Working data start

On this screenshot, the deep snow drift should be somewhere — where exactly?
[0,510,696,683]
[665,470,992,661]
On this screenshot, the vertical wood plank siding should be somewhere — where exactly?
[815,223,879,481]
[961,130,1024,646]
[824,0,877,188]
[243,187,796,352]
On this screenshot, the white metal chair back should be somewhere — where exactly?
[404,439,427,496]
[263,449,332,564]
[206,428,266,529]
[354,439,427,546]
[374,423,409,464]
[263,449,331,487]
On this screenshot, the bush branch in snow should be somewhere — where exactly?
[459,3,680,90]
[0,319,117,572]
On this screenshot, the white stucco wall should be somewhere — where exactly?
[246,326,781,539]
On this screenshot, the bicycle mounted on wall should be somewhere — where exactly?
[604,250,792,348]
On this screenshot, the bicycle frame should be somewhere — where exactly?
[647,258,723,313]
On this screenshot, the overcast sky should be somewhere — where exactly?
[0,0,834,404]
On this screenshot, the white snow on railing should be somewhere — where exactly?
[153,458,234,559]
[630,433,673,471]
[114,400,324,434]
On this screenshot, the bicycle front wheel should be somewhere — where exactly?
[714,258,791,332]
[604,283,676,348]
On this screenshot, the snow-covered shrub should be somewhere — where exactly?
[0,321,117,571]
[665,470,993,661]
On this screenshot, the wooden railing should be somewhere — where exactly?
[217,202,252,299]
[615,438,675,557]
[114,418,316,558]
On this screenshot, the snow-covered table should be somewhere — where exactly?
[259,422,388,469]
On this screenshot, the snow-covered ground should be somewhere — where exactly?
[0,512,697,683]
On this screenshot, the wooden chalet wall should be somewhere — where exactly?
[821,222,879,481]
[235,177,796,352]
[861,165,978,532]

Working data end

Aim of the exercise —
Copy the items above verbatim, beginning at the line that contains "On this screenshot, the bicycle frame" and ending after the line that contains "[665,470,993,661]", with both of those lines included.

Solution to this problem —
On this screenshot, the bicycle frame should be somewhere — where exactly?
[647,258,723,313]
On this screenshot, the overcast sky should be somewhere — where exactly?
[0,0,834,404]
On this screenshot, the white snow on railing should be somewhere — where exactly?
[153,458,234,559]
[630,433,673,471]
[114,400,324,434]
On this screenshot, the bicycle front wheel should be somewhere — where exactly?
[714,258,791,332]
[604,283,676,348]
On this screenshot, the snow-covered shrub should be somewhere — where exactly?
[0,321,117,571]
[665,470,993,661]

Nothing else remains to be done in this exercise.